READING PASSAGE >>

>> START

LaPalma3 (1): Introduction

Please note that all the SIEpedia's articles address specific issues or questions raised by IAC users, so they do not attempt to be rigorous or exhaustive, and may or may not be useful or applicable in different or more general contexts.


This user's guide for the LaPalma Supercomputer (v3) is intended to provide the minimum amount of information needed by a new user on this system. As such, it assumes that the user is familiar with many of the standard aspects of supercomputing as the Unix operating system.

We hope you can find most of the information you need to use our computing resources: from applications and libraries to technical documentation about LaPalma; how to include references in publications and so on. Please read carefully this document and if any doubt arises do not hesitate to contact our support group at

System Overview

LaPalma comprises 252 IBM dx360 M4 compute nodes. Every node has 16 cores (Intel E5-2670) at 2.6 GHz, running Linux operating system with 32 GB of memory RAM (2 GB per core) and 500GB of local disk storage. Two Bull R423 servers are connected to a pair of Netapp E5600 storage systems providing a total amount of 346 TB of disk storage accessible from every node through Lustre Parallel File System. The networks that interconnect the LaPalma are:

  • Infiniband Network: High bandwidth network used by parallel applications communications.

>> END

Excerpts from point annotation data
>> START

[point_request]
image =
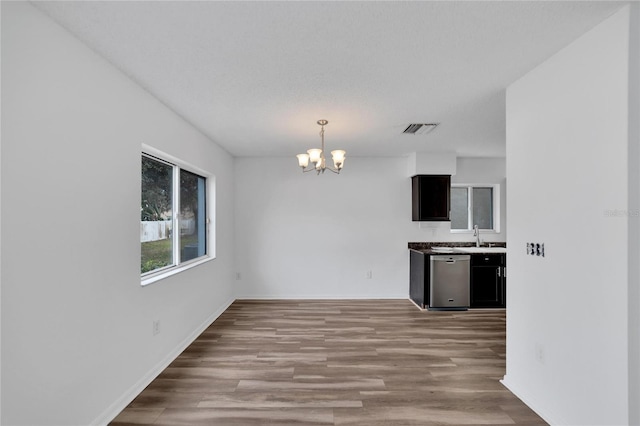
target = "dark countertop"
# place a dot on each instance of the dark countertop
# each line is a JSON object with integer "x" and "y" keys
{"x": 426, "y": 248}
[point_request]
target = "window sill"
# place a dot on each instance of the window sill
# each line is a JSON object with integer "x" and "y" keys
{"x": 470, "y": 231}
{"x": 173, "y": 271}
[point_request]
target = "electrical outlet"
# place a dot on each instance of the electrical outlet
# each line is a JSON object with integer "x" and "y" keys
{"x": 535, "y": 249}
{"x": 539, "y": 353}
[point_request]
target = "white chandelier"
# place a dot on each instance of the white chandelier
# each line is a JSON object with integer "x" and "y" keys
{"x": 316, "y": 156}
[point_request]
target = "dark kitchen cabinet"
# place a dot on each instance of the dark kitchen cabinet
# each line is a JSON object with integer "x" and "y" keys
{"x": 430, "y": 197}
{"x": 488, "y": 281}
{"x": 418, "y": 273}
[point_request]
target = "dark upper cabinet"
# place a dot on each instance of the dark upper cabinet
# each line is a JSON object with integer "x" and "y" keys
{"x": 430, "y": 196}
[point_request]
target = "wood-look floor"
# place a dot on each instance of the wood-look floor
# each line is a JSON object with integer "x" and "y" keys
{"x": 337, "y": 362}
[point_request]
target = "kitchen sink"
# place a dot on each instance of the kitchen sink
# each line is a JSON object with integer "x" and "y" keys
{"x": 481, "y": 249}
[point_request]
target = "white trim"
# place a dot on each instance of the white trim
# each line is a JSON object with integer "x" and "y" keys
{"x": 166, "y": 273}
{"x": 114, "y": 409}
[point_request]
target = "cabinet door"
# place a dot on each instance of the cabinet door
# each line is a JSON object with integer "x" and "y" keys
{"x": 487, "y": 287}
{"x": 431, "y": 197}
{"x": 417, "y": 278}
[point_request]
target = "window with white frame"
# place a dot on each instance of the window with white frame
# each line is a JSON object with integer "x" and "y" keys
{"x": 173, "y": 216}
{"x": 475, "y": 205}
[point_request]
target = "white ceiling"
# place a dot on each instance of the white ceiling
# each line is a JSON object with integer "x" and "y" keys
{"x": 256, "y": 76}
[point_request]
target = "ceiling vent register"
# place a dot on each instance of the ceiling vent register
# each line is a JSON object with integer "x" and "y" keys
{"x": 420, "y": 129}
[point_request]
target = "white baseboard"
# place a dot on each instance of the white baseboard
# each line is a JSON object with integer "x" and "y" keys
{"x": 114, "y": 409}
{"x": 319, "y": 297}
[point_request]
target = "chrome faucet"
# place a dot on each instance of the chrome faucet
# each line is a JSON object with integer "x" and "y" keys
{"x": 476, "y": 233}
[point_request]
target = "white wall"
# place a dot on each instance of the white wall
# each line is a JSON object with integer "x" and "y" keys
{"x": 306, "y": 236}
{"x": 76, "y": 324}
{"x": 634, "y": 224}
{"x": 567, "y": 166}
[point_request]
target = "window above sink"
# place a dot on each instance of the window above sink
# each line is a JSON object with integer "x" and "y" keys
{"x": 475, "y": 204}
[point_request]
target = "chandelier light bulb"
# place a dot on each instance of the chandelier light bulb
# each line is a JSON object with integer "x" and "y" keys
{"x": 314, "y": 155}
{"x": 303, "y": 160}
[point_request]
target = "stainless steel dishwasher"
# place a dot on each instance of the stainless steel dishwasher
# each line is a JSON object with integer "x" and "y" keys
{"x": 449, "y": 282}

>> END
>> START

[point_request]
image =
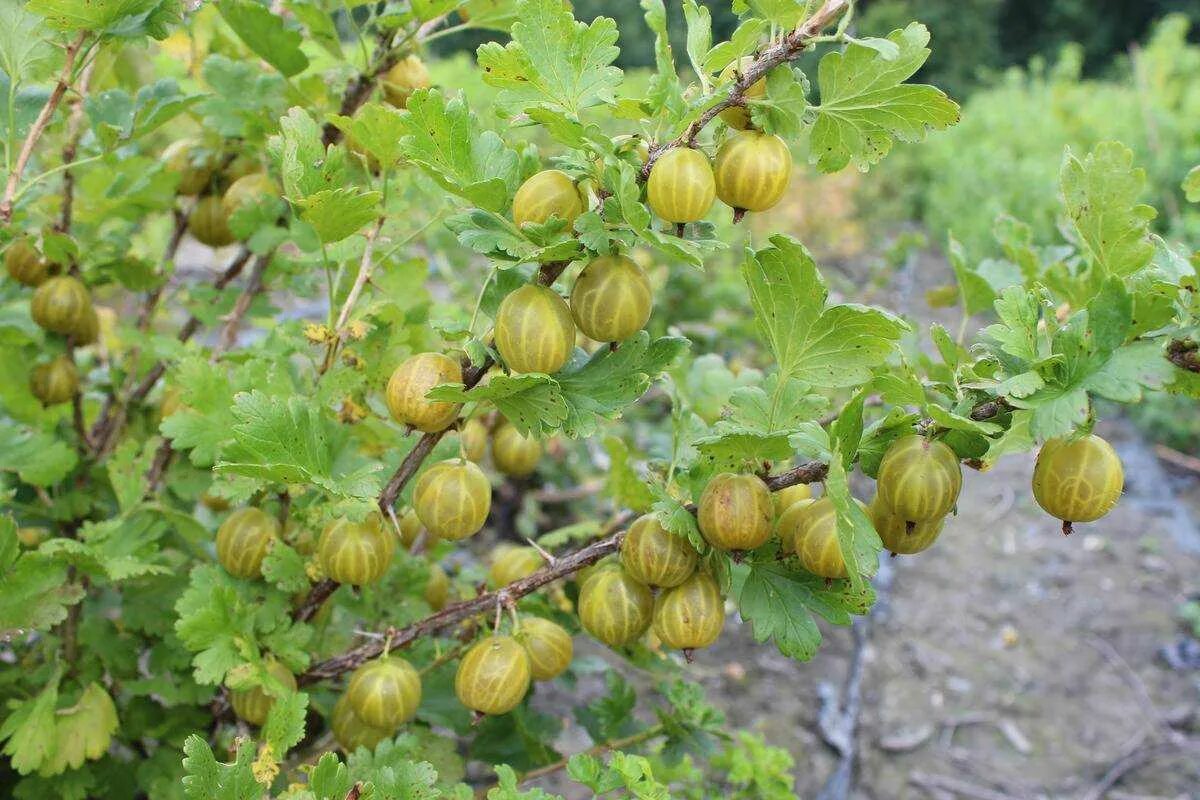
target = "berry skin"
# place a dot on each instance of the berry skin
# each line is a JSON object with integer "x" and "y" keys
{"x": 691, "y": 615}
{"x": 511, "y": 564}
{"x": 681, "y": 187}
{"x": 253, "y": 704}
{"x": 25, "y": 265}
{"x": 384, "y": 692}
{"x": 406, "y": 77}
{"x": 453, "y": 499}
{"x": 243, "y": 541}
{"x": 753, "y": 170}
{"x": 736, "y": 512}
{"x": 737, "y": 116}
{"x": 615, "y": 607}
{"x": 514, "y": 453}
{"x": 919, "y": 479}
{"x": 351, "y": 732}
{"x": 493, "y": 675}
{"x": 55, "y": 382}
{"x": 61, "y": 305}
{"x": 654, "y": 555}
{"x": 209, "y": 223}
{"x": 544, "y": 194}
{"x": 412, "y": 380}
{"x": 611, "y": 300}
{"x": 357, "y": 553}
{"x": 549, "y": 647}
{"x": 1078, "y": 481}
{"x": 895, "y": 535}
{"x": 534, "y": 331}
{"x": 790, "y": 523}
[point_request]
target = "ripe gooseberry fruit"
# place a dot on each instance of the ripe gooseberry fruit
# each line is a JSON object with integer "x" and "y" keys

>> END
>> START

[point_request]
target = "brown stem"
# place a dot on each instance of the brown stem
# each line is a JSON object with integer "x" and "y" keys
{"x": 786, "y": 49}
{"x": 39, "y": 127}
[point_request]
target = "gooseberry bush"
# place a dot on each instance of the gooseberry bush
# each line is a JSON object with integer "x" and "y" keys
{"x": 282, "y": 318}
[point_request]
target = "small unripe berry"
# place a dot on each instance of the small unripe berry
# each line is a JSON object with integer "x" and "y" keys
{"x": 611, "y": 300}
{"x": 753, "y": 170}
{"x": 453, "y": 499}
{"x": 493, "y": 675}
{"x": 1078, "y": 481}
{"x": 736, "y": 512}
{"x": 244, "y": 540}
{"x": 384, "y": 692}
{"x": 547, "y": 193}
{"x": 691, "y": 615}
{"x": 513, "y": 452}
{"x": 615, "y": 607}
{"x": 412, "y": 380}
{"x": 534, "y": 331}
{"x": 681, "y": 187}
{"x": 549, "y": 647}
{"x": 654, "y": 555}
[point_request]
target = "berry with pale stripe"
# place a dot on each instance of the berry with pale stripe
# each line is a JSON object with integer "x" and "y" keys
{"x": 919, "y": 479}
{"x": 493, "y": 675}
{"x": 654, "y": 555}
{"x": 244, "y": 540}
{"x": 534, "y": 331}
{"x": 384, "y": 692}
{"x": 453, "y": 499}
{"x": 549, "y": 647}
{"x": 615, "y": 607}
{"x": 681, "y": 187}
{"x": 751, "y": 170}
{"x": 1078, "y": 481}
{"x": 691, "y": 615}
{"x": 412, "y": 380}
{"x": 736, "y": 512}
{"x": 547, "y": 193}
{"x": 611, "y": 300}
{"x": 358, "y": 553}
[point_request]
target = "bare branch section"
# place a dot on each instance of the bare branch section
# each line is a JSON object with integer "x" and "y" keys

>> END

EXERCISE SET >>
**1.** Answer these about the LaPalma user's guide:
(a) Which version of the LaPalma Supercomputer does the guide cover?
(b) How many compute nodes does LaPalma comprise?
(c) Through which file system is the disk storage accessible from every node?
**2.** Extend the LaPalma user's guide, picking up right after its final line about the Infiniband network.

RESPONSES FOR EACH TASK >>
**1.**
(a) Version 3 (v3).
(b) 252 IBM dx360 M4 compute nodes.
(c) The Lustre Parallel File System.

**2.**
  • Gigabit Network: Ethernet network used by the nodes to mount remotely their root file system from the servers and the network over which Lustre works.

File Systems

IMPORTANT: It is your responsibility as a user of the LaPalma system to backup all your critical data. NO backup of user data will be done in any of the filesystems of LaPalma.

Each user has several areas of disk space for storing files. These areas may have size or time limits, please read carefully all this section to know about the policy of usage of each of these filesystems.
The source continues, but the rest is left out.